▶ _Data rows_:
● ● ● ● ●
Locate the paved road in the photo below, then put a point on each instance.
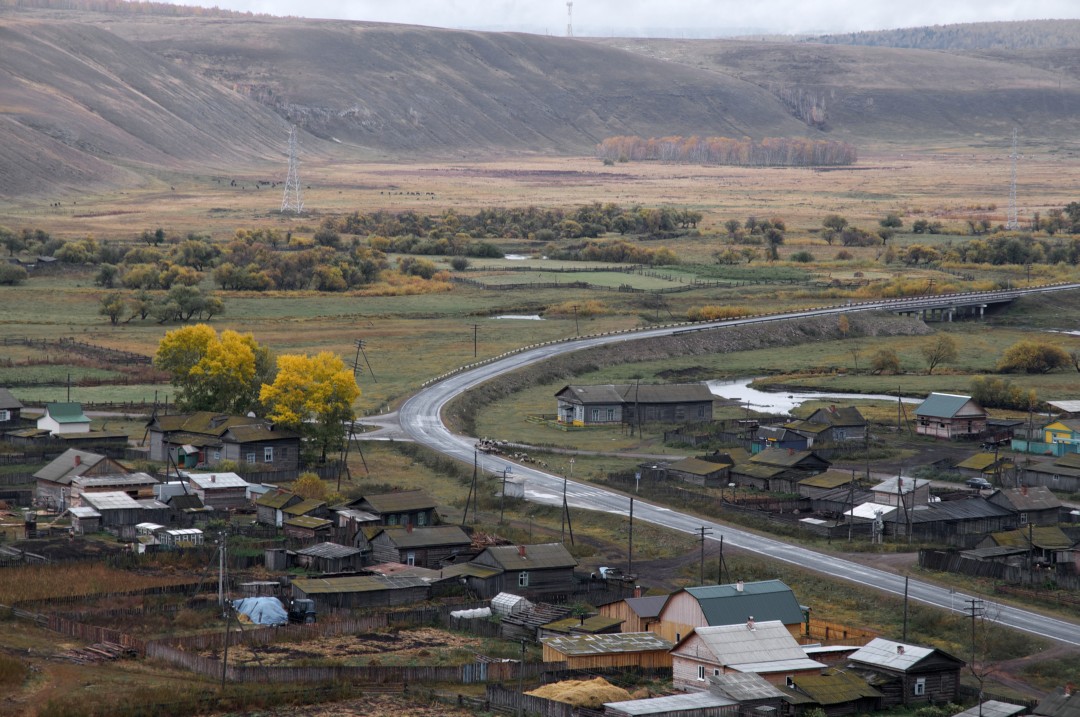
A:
● ● ● ● ●
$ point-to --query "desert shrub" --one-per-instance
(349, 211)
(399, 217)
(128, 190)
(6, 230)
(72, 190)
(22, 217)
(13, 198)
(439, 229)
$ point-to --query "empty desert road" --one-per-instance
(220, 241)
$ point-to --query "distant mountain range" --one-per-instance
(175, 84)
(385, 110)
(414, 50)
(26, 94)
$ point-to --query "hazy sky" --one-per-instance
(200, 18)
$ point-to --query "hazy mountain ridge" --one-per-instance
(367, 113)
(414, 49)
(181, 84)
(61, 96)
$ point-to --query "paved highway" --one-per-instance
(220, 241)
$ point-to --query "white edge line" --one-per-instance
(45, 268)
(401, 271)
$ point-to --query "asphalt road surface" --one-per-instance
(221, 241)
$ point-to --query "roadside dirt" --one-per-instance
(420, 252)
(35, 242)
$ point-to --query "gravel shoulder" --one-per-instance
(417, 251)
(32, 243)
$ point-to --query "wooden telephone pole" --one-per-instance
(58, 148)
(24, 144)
● ● ● ● ●
▶ _The exercise_: Pick out each line in the material above that contains the word "hazy", and copy those lines in full.

▶ _Finished answer_:
$ point-to --query "hazy sky" --one-per-instance
$ point-to --query "hazy mountain ridge" --one-per-instance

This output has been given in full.